• **Data for this exercise**:
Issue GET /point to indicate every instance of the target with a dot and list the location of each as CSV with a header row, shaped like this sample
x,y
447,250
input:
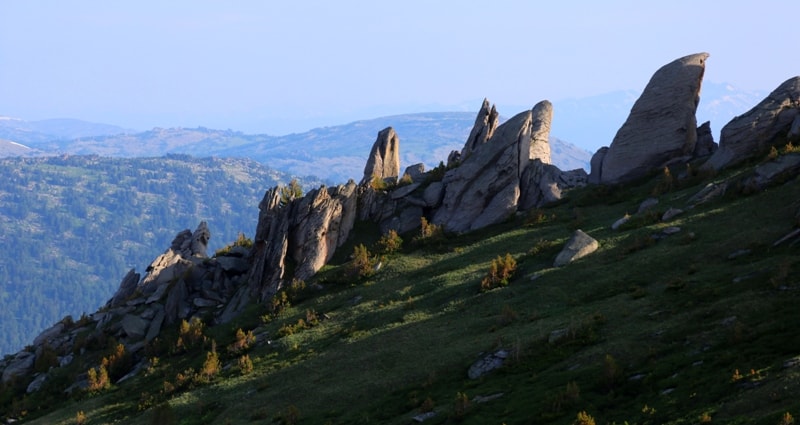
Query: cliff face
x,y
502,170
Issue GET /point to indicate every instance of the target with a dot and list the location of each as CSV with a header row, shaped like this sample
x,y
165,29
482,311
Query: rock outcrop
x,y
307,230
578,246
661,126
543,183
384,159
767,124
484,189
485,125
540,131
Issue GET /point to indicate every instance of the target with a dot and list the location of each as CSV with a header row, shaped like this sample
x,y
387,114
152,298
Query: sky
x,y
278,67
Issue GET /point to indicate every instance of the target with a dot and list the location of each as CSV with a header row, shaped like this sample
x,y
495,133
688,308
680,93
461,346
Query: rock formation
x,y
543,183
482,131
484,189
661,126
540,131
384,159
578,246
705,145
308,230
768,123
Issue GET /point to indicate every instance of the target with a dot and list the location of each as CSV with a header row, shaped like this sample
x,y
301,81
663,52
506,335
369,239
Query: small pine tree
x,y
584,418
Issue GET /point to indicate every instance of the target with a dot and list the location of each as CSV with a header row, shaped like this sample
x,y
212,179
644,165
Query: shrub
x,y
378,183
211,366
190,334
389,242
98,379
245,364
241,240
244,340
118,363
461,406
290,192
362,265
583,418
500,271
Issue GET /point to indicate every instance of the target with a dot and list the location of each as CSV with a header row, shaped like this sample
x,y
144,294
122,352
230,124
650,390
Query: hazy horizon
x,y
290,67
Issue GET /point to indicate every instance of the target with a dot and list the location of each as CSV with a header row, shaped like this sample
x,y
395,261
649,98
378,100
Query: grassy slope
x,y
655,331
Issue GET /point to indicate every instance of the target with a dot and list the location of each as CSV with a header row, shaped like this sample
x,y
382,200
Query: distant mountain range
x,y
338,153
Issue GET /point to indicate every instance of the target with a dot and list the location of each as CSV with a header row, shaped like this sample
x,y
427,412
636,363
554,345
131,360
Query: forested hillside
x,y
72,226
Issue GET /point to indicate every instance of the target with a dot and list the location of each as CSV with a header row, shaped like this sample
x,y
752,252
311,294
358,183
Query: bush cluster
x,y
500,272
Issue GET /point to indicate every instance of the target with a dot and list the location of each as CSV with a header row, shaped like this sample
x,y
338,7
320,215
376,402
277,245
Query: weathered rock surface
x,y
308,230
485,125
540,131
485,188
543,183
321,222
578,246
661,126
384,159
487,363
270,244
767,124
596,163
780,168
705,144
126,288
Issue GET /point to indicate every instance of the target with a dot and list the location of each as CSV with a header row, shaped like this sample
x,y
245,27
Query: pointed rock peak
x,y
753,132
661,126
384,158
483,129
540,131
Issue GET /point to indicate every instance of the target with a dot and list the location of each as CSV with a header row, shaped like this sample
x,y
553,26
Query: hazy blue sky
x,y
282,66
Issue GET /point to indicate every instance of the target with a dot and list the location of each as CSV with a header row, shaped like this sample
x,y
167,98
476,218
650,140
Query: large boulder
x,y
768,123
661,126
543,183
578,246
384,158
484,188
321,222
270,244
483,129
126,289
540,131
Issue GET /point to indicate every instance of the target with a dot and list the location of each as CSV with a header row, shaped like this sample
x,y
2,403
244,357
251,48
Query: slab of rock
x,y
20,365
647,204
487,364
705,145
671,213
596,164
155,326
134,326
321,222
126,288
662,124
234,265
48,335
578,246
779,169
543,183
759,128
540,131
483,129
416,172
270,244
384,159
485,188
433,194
* * *
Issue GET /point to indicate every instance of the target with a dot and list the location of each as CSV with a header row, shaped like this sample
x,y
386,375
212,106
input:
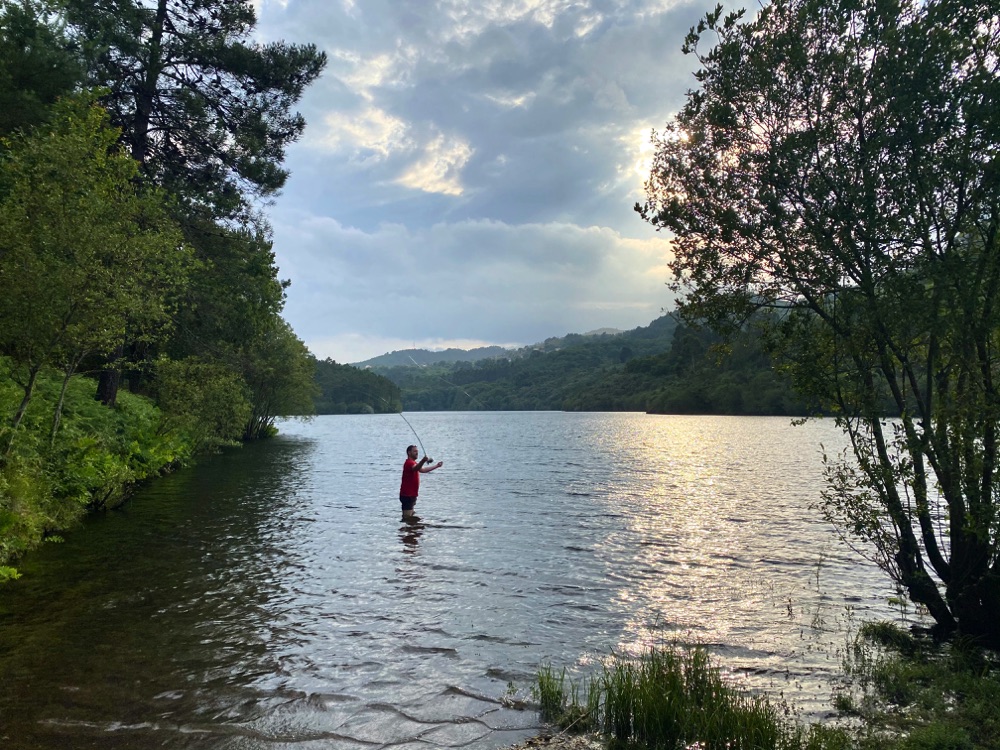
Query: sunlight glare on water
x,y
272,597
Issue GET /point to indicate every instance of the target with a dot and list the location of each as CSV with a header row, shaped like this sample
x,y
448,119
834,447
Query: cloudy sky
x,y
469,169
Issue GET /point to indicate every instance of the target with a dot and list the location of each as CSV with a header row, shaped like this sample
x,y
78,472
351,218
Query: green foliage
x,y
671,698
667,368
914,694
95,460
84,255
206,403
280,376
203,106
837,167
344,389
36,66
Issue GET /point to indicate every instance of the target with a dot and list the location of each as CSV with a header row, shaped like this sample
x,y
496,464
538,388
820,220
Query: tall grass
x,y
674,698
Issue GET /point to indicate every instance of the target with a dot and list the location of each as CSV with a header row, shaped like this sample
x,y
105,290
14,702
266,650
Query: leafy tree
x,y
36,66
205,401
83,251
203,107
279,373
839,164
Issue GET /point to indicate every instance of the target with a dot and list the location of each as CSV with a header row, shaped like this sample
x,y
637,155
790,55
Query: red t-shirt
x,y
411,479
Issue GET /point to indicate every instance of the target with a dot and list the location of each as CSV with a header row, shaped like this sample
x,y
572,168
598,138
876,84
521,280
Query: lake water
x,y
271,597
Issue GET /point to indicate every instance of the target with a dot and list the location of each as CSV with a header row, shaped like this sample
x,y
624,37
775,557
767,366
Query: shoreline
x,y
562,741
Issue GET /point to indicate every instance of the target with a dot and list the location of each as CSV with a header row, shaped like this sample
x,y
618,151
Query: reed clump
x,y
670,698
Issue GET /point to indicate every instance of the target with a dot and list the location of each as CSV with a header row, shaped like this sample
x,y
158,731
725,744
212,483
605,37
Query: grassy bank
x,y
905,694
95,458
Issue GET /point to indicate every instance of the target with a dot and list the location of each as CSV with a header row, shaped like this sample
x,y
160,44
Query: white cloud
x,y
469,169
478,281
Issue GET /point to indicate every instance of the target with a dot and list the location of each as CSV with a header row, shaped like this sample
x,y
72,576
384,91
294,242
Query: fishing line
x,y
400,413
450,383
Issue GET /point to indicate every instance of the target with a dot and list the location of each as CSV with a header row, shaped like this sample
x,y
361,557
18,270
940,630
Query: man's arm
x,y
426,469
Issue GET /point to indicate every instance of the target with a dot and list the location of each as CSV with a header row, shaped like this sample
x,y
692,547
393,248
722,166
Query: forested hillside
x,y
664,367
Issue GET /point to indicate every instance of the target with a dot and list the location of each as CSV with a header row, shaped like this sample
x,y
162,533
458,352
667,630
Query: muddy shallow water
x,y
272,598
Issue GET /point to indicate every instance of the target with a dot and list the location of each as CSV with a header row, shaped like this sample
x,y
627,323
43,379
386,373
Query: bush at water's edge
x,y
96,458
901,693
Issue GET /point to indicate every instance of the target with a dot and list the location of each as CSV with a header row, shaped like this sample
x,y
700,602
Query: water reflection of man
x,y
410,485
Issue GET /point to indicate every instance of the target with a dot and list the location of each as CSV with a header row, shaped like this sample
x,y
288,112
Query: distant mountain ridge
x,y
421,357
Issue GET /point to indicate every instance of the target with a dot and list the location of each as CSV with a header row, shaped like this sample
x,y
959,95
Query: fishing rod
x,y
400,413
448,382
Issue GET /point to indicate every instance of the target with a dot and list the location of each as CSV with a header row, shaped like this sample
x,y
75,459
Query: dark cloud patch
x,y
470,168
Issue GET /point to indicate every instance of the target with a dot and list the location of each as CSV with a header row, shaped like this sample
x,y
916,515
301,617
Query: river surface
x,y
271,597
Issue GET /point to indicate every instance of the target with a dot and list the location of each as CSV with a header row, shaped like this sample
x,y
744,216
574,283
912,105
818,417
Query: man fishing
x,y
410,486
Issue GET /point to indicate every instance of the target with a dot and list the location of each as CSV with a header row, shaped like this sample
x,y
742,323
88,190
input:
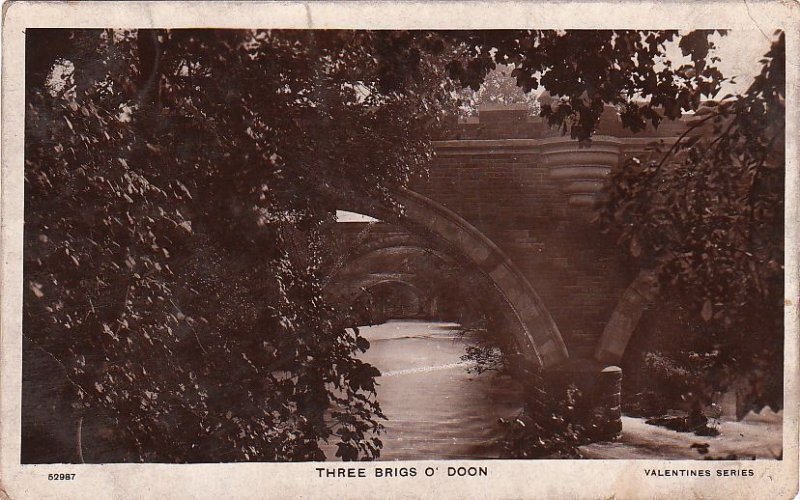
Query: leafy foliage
--
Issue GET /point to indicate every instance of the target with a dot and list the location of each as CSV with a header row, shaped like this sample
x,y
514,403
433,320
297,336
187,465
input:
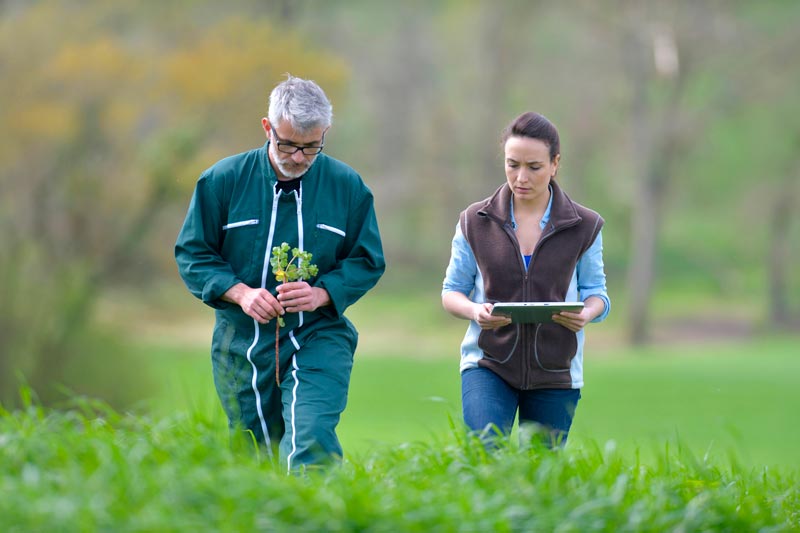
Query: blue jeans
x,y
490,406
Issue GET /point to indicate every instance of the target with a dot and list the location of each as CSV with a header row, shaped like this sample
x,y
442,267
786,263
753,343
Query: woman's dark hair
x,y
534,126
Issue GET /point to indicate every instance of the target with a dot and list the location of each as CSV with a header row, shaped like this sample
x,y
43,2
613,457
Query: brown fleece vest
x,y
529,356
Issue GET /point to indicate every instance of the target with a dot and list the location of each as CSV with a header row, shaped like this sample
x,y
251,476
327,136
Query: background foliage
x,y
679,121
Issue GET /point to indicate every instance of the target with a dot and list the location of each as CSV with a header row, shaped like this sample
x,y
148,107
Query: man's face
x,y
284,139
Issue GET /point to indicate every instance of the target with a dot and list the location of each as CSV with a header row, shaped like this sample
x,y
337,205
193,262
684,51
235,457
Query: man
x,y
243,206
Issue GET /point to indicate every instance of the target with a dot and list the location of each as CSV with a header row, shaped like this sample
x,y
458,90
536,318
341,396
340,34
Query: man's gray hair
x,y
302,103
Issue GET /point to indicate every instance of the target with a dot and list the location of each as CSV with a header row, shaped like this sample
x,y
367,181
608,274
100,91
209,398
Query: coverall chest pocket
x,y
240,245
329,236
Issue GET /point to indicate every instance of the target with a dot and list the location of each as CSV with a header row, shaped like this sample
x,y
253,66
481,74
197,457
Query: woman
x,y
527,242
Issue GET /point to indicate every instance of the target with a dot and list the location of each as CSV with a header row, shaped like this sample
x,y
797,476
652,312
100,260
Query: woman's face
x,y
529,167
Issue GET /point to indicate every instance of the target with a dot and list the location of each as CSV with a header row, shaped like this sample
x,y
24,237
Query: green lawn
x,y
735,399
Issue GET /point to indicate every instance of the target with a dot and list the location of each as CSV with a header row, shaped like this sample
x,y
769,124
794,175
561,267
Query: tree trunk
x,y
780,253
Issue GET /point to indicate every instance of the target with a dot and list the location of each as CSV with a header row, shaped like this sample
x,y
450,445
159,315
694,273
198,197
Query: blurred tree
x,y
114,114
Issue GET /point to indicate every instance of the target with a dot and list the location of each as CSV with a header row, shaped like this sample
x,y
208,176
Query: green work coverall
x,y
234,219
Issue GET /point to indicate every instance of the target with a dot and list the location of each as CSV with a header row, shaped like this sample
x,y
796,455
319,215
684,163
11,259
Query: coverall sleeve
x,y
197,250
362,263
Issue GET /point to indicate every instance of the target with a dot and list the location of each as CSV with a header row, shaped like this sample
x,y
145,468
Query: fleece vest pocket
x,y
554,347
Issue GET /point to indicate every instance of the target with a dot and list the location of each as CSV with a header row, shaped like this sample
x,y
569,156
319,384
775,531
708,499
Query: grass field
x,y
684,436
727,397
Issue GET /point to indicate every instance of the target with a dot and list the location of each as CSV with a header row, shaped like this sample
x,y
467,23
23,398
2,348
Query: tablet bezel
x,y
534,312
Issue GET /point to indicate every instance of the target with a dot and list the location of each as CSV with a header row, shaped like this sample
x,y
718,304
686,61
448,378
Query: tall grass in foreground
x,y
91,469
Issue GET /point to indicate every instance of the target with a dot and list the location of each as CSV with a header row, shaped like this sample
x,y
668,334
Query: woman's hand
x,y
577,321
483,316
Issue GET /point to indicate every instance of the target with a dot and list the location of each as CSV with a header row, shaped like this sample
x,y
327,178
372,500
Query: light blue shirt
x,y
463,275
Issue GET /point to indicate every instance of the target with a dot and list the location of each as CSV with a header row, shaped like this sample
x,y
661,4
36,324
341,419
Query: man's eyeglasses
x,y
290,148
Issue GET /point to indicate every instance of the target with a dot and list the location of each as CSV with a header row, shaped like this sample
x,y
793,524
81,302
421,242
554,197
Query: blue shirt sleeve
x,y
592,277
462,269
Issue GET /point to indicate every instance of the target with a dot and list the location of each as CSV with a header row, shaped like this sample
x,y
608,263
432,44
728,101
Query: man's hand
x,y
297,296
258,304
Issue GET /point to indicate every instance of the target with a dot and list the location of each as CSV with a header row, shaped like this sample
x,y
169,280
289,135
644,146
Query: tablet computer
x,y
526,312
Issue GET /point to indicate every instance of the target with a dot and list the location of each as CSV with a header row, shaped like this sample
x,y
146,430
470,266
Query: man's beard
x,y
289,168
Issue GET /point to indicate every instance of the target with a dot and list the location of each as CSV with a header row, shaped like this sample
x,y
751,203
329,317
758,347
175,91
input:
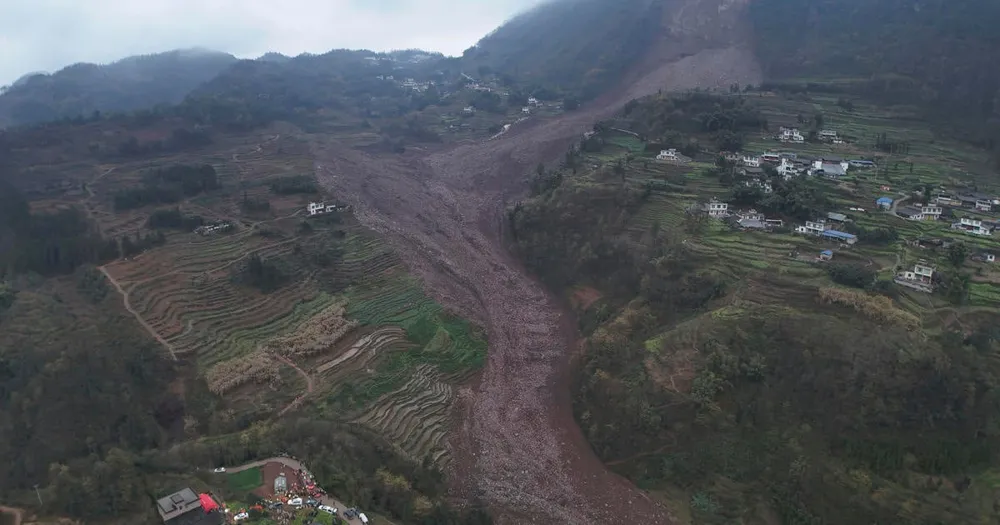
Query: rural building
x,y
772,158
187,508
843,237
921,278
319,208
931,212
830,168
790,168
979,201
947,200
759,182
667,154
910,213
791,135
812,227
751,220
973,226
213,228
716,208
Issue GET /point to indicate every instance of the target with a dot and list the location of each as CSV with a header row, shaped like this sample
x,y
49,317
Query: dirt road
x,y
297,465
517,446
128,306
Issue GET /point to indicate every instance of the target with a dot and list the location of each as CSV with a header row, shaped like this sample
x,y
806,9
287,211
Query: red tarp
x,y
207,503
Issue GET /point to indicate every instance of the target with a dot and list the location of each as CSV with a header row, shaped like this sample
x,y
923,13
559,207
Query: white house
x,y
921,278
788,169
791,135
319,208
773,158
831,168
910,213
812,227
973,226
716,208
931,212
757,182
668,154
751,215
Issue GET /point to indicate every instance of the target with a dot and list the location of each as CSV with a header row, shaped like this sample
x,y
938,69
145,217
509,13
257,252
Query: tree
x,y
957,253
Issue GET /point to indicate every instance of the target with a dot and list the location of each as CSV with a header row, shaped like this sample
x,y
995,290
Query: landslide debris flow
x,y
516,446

• **Task to carry out**: How many lines above contain the string "green"? Case matters. Give only the number.

• **Output of the exercise**: 3